#### The data
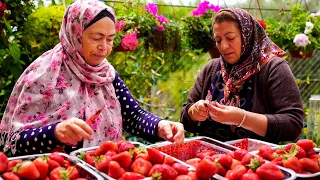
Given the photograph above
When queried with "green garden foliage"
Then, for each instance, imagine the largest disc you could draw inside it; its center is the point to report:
(41, 31)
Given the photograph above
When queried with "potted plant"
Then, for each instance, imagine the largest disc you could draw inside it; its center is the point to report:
(158, 32)
(197, 28)
(126, 38)
(300, 35)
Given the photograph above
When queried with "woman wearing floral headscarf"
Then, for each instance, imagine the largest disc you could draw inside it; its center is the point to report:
(249, 91)
(63, 88)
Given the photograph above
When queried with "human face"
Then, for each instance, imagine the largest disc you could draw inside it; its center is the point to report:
(97, 41)
(228, 40)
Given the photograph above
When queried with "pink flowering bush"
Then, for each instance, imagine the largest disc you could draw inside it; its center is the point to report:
(130, 41)
(197, 27)
(301, 34)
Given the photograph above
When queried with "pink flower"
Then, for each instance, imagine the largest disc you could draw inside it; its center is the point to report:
(75, 11)
(203, 8)
(130, 42)
(162, 19)
(160, 28)
(3, 7)
(301, 40)
(48, 94)
(41, 117)
(151, 8)
(120, 25)
(68, 103)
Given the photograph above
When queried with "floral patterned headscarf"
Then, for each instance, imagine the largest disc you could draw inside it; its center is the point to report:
(60, 85)
(256, 50)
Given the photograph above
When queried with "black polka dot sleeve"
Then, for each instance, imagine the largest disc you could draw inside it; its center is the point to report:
(38, 140)
(135, 119)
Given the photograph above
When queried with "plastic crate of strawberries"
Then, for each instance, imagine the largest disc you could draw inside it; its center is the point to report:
(129, 161)
(214, 158)
(302, 157)
(249, 144)
(53, 166)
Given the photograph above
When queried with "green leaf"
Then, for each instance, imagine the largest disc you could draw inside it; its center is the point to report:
(15, 51)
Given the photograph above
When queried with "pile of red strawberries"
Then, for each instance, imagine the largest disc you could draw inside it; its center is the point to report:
(300, 156)
(52, 167)
(126, 162)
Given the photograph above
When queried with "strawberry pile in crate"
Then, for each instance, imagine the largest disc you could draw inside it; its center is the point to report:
(131, 161)
(302, 157)
(212, 158)
(54, 166)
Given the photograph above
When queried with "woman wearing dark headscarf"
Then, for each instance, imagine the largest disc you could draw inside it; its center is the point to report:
(63, 88)
(249, 91)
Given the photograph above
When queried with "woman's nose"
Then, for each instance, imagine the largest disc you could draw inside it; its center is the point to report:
(103, 46)
(224, 45)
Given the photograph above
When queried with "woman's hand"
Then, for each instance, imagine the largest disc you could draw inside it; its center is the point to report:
(72, 131)
(198, 111)
(171, 131)
(225, 114)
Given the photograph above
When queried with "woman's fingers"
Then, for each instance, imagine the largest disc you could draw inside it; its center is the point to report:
(80, 132)
(72, 131)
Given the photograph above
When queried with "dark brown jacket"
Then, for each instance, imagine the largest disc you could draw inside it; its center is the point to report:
(276, 95)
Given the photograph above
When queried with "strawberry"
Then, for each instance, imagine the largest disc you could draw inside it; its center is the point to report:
(115, 170)
(10, 176)
(3, 162)
(239, 153)
(155, 157)
(292, 163)
(141, 166)
(59, 173)
(250, 175)
(255, 162)
(110, 153)
(164, 171)
(106, 146)
(42, 166)
(27, 170)
(221, 170)
(246, 159)
(123, 158)
(13, 163)
(102, 163)
(288, 147)
(266, 152)
(277, 161)
(180, 168)
(73, 172)
(301, 153)
(227, 176)
(52, 164)
(205, 153)
(132, 176)
(225, 160)
(193, 162)
(168, 160)
(88, 157)
(206, 168)
(234, 163)
(314, 157)
(57, 157)
(310, 152)
(309, 165)
(193, 175)
(125, 146)
(269, 171)
(306, 144)
(238, 171)
(183, 177)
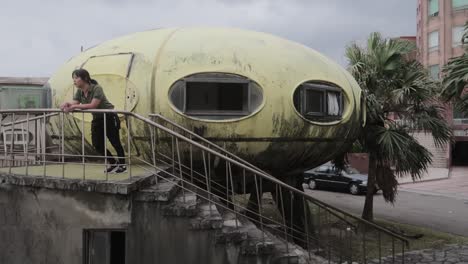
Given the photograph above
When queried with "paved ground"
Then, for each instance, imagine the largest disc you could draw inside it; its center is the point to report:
(453, 254)
(455, 186)
(446, 214)
(431, 174)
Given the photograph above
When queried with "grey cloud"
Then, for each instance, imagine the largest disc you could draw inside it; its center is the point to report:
(44, 35)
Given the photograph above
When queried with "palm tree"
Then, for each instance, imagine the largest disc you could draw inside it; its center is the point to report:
(401, 98)
(456, 78)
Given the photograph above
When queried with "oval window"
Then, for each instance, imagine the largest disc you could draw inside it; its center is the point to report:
(216, 96)
(319, 101)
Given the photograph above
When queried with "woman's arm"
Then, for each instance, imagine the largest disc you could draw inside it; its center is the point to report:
(65, 105)
(93, 105)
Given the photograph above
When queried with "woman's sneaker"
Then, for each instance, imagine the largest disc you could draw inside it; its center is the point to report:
(121, 169)
(111, 168)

#### What the exercise asks
Would you please give the material above again, unchanged but without pictures?

#### Exercise output
Given the photograph above
When queried with "green garden foliage"
Then, for each instance, imagine the largest disc you could draw inside it; its center is the point to report:
(41, 31)
Given the photograph above
When queried with "potted plant"
Then, for each instance, imagine the largest disc you could draw inside it; its center is the point to report:
(158, 32)
(197, 28)
(126, 38)
(300, 35)
Given the photograph above
When queried with "woman wearing floral headscarf"
Then, for each instance, imagine the largest disc you could draw inside it; its center is the point to report:
(249, 91)
(63, 88)
Given the photograph above
When queried with "human face"
Then, for each instance, imagine the largest disc you could draw inside it; its center is the point to report:
(97, 41)
(228, 40)
Given the photograph above
When queried with "pink flowering bush"
Then, for each instance, imagine the largest disc you could draw inside it; its center is the point to report:
(130, 41)
(197, 27)
(301, 34)
Given the photograph above
When queried with "pink flower"
Then, for each instance, imagine the largest disc you could draw inside it; its center is the point to report:
(75, 11)
(203, 8)
(130, 42)
(162, 19)
(160, 28)
(3, 7)
(301, 40)
(48, 94)
(41, 117)
(151, 8)
(120, 25)
(68, 103)
Given the photograph above
When queried with "floral patterned headscarf"
Then, for each instance, imagine the largest disc you could draw inside it; its center is the point to report:
(60, 85)
(256, 50)
Given the photograph above
When queried with "black polka dot sleeve"
Then, for each instance, imagine the largest disc you could draw inside it; its center is the point to report:
(38, 140)
(135, 119)
Given the photograph above
When queried with "plastic crate of strawberries"
Then, for each instance, imagine the largest disc you could draw inside it; its center is the point to report:
(129, 161)
(214, 158)
(302, 157)
(249, 144)
(53, 166)
Given the photograph above
When queried with "green leaf"
Then, for each instance, imagine the largest disc you could draw inside it; its center is the point to report:
(15, 51)
Given the photograph above
When queried with "pile of red strawberries"
Then, for each instance, imagine the largest disc you could draw inside it; its center is the point to report:
(300, 156)
(52, 167)
(126, 162)
Given the photograph above
When queried with "strawberry pile in crate"
Then, for each instance, imagine the largest disc you could draw inside it; its center is the point to report:
(131, 161)
(302, 157)
(212, 158)
(54, 166)
Given the photograph above
When queried with "woman wearing dark headscarf"
Then, for each instance, imagine the largest disc you could draw inside it; its center is the point to report:
(63, 88)
(249, 91)
Given the photograph above
When queried with "woman's nose"
Then, for each instance, imagine the largest disc you could draw inside it; its center is the point to report:
(103, 46)
(224, 45)
Given the photograph above
When queried with "woman's hand"
Then, for each instance, imagine the largest disc you could draw inside it; its center is the point to report:
(72, 131)
(198, 111)
(171, 131)
(225, 114)
Given the photograph above
When queried with "woman's fingers"
Then, for each instance, imagine the largest disc you could draw inside it; its center is the point to report:
(80, 132)
(72, 131)
Given the photograph above
When queried with "dark brown jacket"
Then, for each instance, imagine the largest disc you could draw inside it; its center is the point to report:
(276, 95)
Given the photograph above
When queried with "strawberry"
Then, for each instance, imagine the largest disc you could draw inside it; its center is the point to report:
(115, 170)
(10, 176)
(3, 162)
(239, 153)
(155, 157)
(292, 163)
(141, 166)
(59, 173)
(250, 175)
(255, 162)
(110, 153)
(164, 171)
(106, 146)
(42, 166)
(27, 170)
(221, 170)
(246, 159)
(123, 158)
(13, 163)
(102, 163)
(288, 147)
(266, 152)
(277, 161)
(180, 168)
(73, 172)
(301, 153)
(227, 176)
(52, 164)
(205, 153)
(132, 176)
(225, 160)
(193, 162)
(168, 160)
(88, 157)
(206, 168)
(234, 163)
(314, 157)
(57, 157)
(310, 152)
(309, 165)
(193, 175)
(125, 146)
(269, 171)
(306, 144)
(238, 171)
(183, 177)
Given the photograph above
When queried with "paved ground"
Then, for each instance, imagine the largest disc you could draw inside it; its center is the point to report:
(453, 254)
(455, 186)
(446, 214)
(431, 174)
Given the photograph above
When queried with "grey cloud"
Then, for each instance, imagine the largest disc you could draw inside it; its center is the point to report:
(44, 35)
Given the photograph above
When queried with "palm tree"
Then, for each instance, imagine the largest disc you could draw inside it; its center is the point to report:
(401, 98)
(456, 78)
Given the photograph above
When queried with "oval window"
Then, for each instance, imagine the largest disc you could draw inside it; its center is the point to report:
(216, 96)
(319, 101)
Given the photograph above
When queried with "woman's arm"
Then, for each instance, imagine the largest disc you could draw inside it; its center is the point to report:
(65, 105)
(93, 105)
Given the photograph above
When queried with "woman's sneaker"
Then, for each instance, imagine the largest disc you could draw inside it; its center is the point to report:
(121, 169)
(111, 168)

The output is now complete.